The World’s Top Selling Album Was Mixed on “Pathetic” Speakers

By Paul Thomas Zenki

Because you have to be where your customers are …

On a cool Wednesday morning in April of 1982, Michael Jackson and Quincy Jones showed up at Westlake Recording Studios in Los Angeles to tape a new song with Paul McCartney. It was the opening session for what was to become the biggest selling album of all time — Thriller.

Both Jackson and Jones were still basking in the glory (and money) of their previous smash album Off the Wall, and Studio A at Westlake, with its Neve console and soundproof piano room, suited their budget of three quarters of a million dollars.

But when it came time to mix the tracks into songs, engineer Bruce Swedian switched off Westlake’s state-of-the-art monitors and did the bulk of his mixing while listening to the tunes through a small pair of inexpensive one-way speakers. And he had the artist’s and producer’s blessing. “Quincy calls them the Truth Speakers,” he said.

A pair of Auratone5C speakers
A pair of Auratone 5Cs

Both Jones and Jackson were determined to outdo their last performance on Off the Wall. Michael said he wanted to make the best selling record in history, which he did, and Quincy said he wanted to “save the recording industry,” and apparently meant it.

So with those ambitions, and their lavish budget, why mix through a couple of Auratone 5Cs instead of the studio’s world-class monitors?

According to studio engineer Mike Senior, who interviewed Swedian for an article about the recording of Thriller in 2009, the answer is simple: “Clearly, [an] Auratone won’t impress any of your clients with its pathetic honky sound, but it… ruthlessly spotlights midrange balance and mono-compatibility issues in your mix.”

In other words, it ensures that the essential midrange frequencies are mixed perfectly, giving the mix a solid backbone. And it helps you avoid problems when the music is played through a system that doesn’t have strong bass or treble, or project a clear stereo image. Which is to say, it clues you in to what the record is going to sound like when people hear it played through average home stereos, or over public PA systems, or at school dances, or in car radios, or in short, in most of the situations all over the world where people are actually going to be hearing the songs.

Buck Owens from the television program The Jimmy Dean Show, 23 September 1965
Buck Owens (adapted, original photo via Wikimedia Commons)

Swedian was not the first to use this trick. In fact, two decades earlier, a former radio host and truck driver named Buck Owens literally had his engineers mixing through car speakers to craft records that practically leapt out of AM radios, even at low volume. Those distinctive twangy tracks not only shot him to the top of the charts but also created a whole new sound in country music, called the “Bakersfield sound” after the city where Owens lived.

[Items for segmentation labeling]

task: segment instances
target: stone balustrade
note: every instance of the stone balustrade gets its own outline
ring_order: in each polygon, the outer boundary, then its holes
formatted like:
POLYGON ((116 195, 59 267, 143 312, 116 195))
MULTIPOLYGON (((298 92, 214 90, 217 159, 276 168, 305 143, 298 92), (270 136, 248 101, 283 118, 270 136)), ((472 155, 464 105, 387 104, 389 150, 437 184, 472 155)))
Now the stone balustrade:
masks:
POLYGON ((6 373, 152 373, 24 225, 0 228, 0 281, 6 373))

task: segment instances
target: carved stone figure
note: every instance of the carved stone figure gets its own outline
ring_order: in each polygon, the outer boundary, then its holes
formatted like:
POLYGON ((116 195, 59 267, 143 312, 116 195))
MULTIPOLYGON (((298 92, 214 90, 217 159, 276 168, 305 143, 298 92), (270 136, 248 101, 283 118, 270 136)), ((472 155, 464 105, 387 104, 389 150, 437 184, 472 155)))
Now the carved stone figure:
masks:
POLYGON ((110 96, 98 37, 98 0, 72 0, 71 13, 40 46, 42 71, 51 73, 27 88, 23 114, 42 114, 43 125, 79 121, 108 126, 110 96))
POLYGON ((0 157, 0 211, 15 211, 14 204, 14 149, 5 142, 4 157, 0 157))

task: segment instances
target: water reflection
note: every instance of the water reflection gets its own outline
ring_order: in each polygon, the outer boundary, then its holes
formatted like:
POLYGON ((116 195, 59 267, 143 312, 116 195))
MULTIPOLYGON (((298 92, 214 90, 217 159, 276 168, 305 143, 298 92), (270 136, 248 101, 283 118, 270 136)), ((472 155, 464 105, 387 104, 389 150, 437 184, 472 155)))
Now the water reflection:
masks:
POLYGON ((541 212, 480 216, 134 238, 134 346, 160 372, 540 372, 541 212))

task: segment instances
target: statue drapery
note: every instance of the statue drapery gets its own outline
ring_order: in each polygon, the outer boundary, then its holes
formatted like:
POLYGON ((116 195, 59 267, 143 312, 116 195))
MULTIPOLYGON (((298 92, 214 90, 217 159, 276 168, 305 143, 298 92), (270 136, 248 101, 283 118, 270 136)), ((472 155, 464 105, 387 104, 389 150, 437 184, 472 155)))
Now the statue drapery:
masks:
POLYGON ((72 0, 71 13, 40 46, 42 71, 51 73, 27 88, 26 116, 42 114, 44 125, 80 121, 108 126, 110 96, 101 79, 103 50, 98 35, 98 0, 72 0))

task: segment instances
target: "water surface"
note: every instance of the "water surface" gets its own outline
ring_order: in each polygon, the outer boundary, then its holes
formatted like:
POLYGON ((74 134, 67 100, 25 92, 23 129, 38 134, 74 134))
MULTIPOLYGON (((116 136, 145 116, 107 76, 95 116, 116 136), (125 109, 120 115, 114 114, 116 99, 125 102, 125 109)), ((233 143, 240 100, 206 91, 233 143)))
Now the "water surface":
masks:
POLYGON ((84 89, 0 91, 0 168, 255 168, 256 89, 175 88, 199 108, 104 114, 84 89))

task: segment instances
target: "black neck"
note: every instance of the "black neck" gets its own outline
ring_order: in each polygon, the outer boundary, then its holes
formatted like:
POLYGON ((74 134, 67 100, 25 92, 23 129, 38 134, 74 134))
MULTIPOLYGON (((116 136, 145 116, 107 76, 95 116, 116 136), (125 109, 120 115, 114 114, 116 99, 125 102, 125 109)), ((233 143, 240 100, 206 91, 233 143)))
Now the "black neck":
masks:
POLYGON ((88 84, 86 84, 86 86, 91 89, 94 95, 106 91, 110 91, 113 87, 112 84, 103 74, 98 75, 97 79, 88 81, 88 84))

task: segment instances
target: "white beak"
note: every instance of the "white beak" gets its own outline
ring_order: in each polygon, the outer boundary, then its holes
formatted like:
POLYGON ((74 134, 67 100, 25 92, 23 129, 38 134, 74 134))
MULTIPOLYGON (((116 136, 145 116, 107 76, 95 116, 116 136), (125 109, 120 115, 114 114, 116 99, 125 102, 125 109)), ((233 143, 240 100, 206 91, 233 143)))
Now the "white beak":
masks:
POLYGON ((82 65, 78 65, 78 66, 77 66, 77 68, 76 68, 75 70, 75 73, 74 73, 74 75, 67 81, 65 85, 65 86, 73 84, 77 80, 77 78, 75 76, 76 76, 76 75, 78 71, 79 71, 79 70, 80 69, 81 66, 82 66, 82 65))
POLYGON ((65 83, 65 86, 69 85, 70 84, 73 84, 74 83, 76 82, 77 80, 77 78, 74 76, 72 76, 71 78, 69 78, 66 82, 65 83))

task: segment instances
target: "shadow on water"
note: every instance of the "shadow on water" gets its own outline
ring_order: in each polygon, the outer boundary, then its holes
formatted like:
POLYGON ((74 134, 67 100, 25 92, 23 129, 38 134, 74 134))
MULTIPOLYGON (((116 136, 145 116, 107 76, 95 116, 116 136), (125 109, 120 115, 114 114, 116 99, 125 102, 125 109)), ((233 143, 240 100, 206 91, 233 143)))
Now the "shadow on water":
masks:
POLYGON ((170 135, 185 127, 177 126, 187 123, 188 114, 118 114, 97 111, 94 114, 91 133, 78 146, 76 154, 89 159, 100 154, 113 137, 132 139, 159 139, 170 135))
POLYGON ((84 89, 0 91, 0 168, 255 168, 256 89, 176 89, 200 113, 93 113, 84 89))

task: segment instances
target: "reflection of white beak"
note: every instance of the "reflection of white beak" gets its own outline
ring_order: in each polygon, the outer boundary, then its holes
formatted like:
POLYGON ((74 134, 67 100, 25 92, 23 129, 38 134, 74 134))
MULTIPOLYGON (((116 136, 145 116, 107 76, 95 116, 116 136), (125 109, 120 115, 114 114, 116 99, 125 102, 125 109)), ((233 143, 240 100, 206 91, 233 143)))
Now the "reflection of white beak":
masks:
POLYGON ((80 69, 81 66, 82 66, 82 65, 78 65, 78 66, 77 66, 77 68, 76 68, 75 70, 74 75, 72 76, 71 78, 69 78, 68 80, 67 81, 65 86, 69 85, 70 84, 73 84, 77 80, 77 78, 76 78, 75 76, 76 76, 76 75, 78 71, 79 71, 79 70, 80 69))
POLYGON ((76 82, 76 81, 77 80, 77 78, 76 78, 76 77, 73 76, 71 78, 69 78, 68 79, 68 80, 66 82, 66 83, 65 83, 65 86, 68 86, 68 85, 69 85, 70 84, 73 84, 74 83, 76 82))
...
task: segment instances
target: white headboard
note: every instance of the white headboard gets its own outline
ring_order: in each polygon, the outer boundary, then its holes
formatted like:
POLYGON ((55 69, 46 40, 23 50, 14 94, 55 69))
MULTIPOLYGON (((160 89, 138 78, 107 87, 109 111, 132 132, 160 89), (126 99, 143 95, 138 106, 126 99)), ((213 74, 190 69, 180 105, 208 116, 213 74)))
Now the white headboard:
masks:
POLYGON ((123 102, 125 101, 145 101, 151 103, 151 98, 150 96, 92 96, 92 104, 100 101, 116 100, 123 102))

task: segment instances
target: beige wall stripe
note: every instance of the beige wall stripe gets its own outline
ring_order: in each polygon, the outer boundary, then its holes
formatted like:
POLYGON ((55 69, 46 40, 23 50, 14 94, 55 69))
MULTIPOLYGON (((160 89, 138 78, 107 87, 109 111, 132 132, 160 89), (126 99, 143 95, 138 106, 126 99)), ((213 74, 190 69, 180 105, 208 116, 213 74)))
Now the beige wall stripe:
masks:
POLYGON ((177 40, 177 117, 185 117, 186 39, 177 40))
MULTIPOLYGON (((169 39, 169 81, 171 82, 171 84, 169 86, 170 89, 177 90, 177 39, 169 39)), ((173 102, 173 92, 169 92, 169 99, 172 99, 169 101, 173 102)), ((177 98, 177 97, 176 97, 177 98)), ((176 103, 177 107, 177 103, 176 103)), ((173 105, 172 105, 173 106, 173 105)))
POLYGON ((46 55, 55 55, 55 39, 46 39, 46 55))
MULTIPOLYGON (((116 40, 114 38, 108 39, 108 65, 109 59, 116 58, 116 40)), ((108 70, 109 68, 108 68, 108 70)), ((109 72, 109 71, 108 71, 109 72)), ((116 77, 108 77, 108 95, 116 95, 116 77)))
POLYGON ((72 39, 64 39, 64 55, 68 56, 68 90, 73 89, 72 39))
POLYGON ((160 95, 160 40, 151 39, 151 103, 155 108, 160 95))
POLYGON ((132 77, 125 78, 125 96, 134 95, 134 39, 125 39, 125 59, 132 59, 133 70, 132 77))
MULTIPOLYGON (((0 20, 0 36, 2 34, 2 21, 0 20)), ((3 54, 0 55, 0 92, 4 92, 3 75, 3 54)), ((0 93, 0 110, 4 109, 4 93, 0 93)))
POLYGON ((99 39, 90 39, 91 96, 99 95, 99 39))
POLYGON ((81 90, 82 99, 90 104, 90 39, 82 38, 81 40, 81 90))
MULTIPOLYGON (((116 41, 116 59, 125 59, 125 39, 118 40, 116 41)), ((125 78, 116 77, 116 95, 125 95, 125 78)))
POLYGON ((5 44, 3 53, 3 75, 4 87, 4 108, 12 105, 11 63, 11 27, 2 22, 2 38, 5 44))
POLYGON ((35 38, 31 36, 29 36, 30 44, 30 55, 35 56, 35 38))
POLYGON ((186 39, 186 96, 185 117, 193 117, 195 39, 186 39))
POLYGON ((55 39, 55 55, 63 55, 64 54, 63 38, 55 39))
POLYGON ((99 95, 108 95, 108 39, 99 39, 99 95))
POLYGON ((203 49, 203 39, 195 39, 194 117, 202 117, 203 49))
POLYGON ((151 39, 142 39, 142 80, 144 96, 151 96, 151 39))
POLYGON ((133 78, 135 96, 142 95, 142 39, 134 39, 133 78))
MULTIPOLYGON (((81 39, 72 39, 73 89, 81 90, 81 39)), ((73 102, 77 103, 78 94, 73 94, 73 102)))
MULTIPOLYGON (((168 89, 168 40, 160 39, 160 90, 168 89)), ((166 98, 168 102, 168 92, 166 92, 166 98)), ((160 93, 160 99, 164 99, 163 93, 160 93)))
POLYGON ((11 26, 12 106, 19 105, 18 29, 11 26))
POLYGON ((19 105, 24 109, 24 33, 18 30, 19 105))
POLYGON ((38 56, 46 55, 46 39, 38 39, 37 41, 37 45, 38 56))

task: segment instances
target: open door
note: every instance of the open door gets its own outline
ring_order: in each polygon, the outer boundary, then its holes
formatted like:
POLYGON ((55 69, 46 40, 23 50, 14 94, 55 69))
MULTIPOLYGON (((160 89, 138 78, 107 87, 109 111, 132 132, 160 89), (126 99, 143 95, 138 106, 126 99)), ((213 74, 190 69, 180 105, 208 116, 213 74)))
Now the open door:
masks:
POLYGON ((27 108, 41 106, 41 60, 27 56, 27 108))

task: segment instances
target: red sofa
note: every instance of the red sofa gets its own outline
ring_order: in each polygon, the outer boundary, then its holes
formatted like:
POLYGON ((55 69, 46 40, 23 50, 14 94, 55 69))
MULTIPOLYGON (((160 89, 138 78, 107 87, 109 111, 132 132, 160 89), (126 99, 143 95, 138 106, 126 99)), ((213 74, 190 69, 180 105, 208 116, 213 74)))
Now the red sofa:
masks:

■ **Task instructions**:
A. In the article, what name did Quincy Jones give to the small speakers used for mixing?
B. Reproduce the article's wording between "Both Jackson and" and "a million dollars.", inclusive.
None of these items are needed.

■ **Problem solutions**:
A. He called them the Truth Speakers.

B.
Both Jackson and Jones were still basking in the glory (and money) of their previous smash album Off the Wall, and Studio A at Westlake, with its Neve console and soundproof piano room, suited their budget of three quarters of a million dollars.